• _EXERCISE_: Every line with the string "washer" in it belongs in your answer, so copy them all from the data.

• _RECORDS SUPPLIED_:
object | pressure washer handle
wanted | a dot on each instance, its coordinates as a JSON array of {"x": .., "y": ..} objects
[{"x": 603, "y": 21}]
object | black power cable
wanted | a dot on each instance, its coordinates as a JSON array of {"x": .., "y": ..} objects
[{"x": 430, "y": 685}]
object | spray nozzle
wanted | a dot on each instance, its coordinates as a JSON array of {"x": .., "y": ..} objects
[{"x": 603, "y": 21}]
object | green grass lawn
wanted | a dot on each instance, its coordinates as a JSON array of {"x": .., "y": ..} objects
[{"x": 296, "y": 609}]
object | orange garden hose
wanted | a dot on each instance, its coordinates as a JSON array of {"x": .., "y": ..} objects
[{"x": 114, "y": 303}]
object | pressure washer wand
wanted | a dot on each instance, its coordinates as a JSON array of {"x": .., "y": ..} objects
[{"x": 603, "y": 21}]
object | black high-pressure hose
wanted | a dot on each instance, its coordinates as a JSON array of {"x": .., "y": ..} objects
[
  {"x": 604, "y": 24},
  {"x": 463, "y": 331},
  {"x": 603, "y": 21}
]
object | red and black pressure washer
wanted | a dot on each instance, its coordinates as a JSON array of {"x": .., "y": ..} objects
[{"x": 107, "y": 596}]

• _EXERCISE RESPONSE_:
object | pressure washer handle
object | pressure washer wand
object | red and black pressure washer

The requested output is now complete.